## Given task
Present every line of the listing below as a numbered list, omitting any blank lines.

## Records for this exercise
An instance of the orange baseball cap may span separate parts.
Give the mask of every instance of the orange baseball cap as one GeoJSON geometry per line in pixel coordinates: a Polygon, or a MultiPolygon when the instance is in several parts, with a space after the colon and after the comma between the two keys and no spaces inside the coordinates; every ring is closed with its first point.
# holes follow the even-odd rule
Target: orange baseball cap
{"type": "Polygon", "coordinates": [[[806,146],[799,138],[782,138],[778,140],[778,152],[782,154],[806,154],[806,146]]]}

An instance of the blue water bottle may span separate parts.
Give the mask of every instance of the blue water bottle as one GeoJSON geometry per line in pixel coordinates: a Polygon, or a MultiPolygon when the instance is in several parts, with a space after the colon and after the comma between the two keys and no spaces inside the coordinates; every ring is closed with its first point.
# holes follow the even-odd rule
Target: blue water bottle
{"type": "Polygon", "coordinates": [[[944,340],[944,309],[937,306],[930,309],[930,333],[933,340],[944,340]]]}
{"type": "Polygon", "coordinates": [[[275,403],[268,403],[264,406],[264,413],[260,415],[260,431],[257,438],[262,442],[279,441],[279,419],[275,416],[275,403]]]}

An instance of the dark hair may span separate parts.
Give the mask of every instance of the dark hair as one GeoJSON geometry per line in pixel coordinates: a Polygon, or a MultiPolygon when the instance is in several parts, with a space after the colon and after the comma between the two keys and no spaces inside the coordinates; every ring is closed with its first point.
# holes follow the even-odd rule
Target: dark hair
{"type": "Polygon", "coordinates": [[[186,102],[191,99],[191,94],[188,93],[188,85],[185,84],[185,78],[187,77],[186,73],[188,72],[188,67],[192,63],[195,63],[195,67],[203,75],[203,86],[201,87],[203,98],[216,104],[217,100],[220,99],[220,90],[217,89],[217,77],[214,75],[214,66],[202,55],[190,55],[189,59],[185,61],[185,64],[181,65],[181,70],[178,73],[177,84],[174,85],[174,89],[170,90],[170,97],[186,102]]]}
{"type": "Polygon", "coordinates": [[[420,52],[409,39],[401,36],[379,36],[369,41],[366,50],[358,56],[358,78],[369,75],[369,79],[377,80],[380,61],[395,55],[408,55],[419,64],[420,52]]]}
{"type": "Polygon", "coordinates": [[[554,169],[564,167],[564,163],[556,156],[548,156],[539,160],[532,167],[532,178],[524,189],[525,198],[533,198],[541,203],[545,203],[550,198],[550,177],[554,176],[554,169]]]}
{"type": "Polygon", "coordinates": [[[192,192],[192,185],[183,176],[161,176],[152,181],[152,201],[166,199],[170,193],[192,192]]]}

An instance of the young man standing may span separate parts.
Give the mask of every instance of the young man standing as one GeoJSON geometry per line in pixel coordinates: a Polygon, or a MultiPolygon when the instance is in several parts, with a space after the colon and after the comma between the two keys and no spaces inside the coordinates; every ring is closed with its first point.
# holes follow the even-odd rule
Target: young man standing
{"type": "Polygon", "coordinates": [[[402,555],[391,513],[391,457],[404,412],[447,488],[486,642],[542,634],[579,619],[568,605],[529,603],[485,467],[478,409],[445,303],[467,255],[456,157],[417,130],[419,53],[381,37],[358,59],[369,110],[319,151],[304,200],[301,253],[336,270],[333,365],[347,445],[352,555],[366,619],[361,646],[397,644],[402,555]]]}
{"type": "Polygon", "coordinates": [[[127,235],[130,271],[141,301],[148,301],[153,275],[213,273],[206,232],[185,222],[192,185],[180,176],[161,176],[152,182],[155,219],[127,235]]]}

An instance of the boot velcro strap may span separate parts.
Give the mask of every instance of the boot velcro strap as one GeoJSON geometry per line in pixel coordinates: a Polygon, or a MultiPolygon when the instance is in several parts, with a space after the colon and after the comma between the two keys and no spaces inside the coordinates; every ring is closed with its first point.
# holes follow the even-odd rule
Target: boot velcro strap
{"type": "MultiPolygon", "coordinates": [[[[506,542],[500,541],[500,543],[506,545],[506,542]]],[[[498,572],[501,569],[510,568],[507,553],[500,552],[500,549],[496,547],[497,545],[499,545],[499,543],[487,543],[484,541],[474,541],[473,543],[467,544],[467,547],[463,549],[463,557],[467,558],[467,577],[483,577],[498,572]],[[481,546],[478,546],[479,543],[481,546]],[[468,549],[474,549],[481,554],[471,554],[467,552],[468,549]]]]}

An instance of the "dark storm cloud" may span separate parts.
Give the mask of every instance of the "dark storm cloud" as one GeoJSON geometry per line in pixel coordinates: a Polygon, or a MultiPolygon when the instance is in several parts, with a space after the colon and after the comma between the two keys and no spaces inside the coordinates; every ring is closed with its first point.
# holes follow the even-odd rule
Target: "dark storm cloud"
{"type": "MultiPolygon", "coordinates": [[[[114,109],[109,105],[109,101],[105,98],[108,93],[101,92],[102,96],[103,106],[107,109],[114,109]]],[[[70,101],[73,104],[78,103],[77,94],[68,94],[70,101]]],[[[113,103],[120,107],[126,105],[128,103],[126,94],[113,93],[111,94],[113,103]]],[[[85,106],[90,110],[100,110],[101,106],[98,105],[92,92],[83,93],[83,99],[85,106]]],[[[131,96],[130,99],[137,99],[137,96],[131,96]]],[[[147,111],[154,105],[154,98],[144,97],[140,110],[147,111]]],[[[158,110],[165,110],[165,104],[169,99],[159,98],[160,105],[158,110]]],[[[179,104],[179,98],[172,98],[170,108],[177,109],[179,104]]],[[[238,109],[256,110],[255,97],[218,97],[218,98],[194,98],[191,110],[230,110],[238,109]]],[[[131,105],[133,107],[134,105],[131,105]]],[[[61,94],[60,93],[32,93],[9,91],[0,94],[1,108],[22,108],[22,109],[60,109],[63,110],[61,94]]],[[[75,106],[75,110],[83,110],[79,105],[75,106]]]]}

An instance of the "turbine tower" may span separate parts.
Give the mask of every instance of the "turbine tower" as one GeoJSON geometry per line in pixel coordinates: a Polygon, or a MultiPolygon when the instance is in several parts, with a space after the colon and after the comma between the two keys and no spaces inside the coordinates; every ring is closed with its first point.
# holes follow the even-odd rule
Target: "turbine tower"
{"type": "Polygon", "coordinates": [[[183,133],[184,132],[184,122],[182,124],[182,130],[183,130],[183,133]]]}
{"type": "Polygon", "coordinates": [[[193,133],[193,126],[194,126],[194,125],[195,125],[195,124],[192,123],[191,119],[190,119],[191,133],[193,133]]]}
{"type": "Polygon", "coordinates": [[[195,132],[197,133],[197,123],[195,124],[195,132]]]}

## Problem solution
1. An instance of the orange baseball cap may span separate parts.
2. Give the mask of every instance of the orange baseball cap as one GeoJSON geometry per line in pixel coordinates: a Polygon, or a MultiPolygon when the instance is in several parts, with a space after the colon and after the comma between the two keys and no spaces inside the coordinates; every ring is closed with its first point.
3. # holes follow the even-odd rule
4. Target: orange baseball cap
5. {"type": "Polygon", "coordinates": [[[806,146],[799,138],[782,138],[778,140],[778,152],[782,154],[806,154],[806,146]]]}
6. An instance of the blue water bottle may span separate parts.
7. Give the mask of every instance of the blue water bottle as one GeoJSON geometry per line in pixel coordinates: a Polygon, or a MultiPolygon when the instance is in several parts, with a space after the colon and after the comma between the two keys and no spaces inside the coordinates; every ring is closed with its first point.
8. # holes follow the even-odd rule
9. Target: blue water bottle
10. {"type": "Polygon", "coordinates": [[[944,340],[944,309],[937,306],[930,309],[930,333],[933,340],[944,340]]]}
11. {"type": "Polygon", "coordinates": [[[275,403],[268,403],[264,406],[264,413],[260,415],[260,431],[257,438],[262,442],[279,441],[279,419],[275,416],[275,403]]]}
12. An instance of the dark hair may span separate parts.
13. Give the mask of every instance of the dark hair as one GeoJSON geometry per line in pixel coordinates: a Polygon, or a MultiPolygon when the instance is in several parts, with a space after the colon and after the comma between the two keys and no spaces inside the coordinates; every ring is closed with its first point.
14. # holes follow the even-odd rule
15. Target: dark hair
16. {"type": "Polygon", "coordinates": [[[186,102],[191,99],[191,94],[188,93],[188,85],[185,84],[185,78],[187,77],[186,73],[188,72],[188,67],[192,63],[195,63],[195,67],[203,75],[203,86],[201,87],[203,98],[216,104],[217,100],[220,99],[220,90],[217,89],[217,77],[214,75],[214,66],[202,55],[190,55],[189,59],[185,61],[185,64],[181,65],[181,70],[178,73],[177,84],[174,85],[174,89],[170,90],[170,97],[186,102]]]}
17. {"type": "Polygon", "coordinates": [[[420,52],[409,39],[401,36],[379,36],[369,41],[366,50],[358,56],[358,78],[369,75],[369,79],[377,80],[380,61],[395,55],[408,55],[419,64],[420,52]]]}
18. {"type": "Polygon", "coordinates": [[[554,169],[564,167],[564,163],[556,156],[548,156],[539,160],[532,167],[532,178],[524,189],[525,198],[533,198],[541,203],[545,203],[550,198],[550,177],[554,176],[554,169]]]}
19. {"type": "Polygon", "coordinates": [[[192,192],[192,185],[183,176],[161,176],[152,181],[152,201],[166,199],[170,193],[192,192]]]}
20. An instance of the young man standing may span separate parts.
21. Give the mask of every instance of the young man standing as one GeoJSON geometry per line in pixel coordinates: a Polygon, or a MultiPolygon when the instance is in several parts, with a space after the colon and after the comma between the two keys and no spaces inside the coordinates; every ring is closed with its first point.
22. # holes follow the even-odd rule
23. Target: young man standing
24. {"type": "Polygon", "coordinates": [[[402,555],[391,513],[391,457],[404,412],[447,488],[486,642],[542,634],[579,619],[568,605],[529,603],[485,467],[478,409],[445,303],[467,255],[456,157],[417,130],[419,53],[381,37],[358,59],[369,110],[319,151],[304,200],[301,253],[336,270],[333,365],[347,445],[352,555],[366,619],[361,646],[397,644],[402,555]]]}
25. {"type": "Polygon", "coordinates": [[[127,235],[130,271],[141,301],[148,301],[153,275],[213,273],[206,232],[185,222],[192,185],[180,176],[161,176],[152,182],[155,219],[127,235]]]}
26. An instance of the boot velcro strap may span separate parts.
27. Give the mask of every instance of the boot velcro strap as one GeoJSON geometry per line in pixel coordinates: a Polygon, or a MultiPolygon when the instance is in several parts, with a space after the colon and after the comma between the two keys and no spaces inside the coordinates; every ring is closed with its first point.
28. # holes follow the even-odd rule
29. Target: boot velcro strap
30. {"type": "MultiPolygon", "coordinates": [[[[506,542],[500,541],[500,543],[506,545],[506,542]]],[[[498,572],[501,569],[510,568],[507,553],[500,552],[500,549],[496,547],[497,545],[499,545],[499,543],[487,543],[484,541],[474,541],[473,543],[467,544],[467,547],[463,549],[463,557],[467,558],[467,577],[483,577],[498,572]],[[481,546],[478,546],[479,543],[481,546]],[[468,549],[474,549],[481,554],[471,554],[467,552],[468,549]]]]}
31. An instance of the "dark storm cloud" may span separate parts.
32. Give the mask of every instance of the "dark storm cloud" as one GeoJSON geometry per line in pixel coordinates: a Polygon, or a MultiPolygon when the instance is in several parts, with a space after the colon and after the comma between the two keys and no spaces inside the coordinates; every ring is closed with its first point.
33. # holes follow the even-odd rule
34. Target: "dark storm cloud"
35. {"type": "MultiPolygon", "coordinates": [[[[114,109],[109,105],[109,101],[105,98],[108,93],[101,92],[102,96],[103,106],[107,109],[114,109]]],[[[70,101],[73,104],[78,103],[77,94],[68,94],[70,101]]],[[[113,103],[120,107],[126,105],[128,103],[126,94],[113,93],[111,94],[113,103]]],[[[85,106],[90,110],[100,110],[101,106],[98,105],[92,92],[83,93],[83,99],[85,106]]],[[[131,96],[130,99],[137,99],[137,96],[131,96]]],[[[147,111],[154,105],[154,98],[144,97],[140,110],[147,111]]],[[[158,110],[165,110],[165,104],[169,99],[159,98],[160,105],[158,110]]],[[[179,104],[179,98],[172,98],[170,108],[177,109],[179,104]]],[[[238,109],[256,110],[255,97],[218,97],[218,98],[194,98],[191,110],[230,110],[238,109]]],[[[131,105],[133,107],[134,105],[131,105]]],[[[61,94],[60,93],[32,93],[9,91],[0,94],[1,108],[22,108],[22,109],[60,109],[63,110],[61,94]]],[[[75,106],[75,110],[83,110],[79,105],[75,106]]]]}
36. An instance of the "turbine tower" may span separate parts.
37. Give the mask of every instance of the "turbine tower" as one GeoJSON geometry per line in pixel coordinates: a Polygon, or a MultiPolygon when the instance is in several parts, with a space after the colon and after the comma between the two keys and no spaces inside the coordinates; every ring is closed with its first point.
38. # holes follow the even-odd rule
39. Target: "turbine tower"
40. {"type": "Polygon", "coordinates": [[[183,133],[184,132],[184,122],[182,124],[182,130],[183,130],[183,133]]]}
41. {"type": "Polygon", "coordinates": [[[193,133],[193,126],[194,126],[194,125],[195,125],[195,124],[192,123],[191,119],[190,119],[191,133],[193,133]]]}
42. {"type": "Polygon", "coordinates": [[[195,132],[197,133],[197,123],[195,124],[195,132]]]}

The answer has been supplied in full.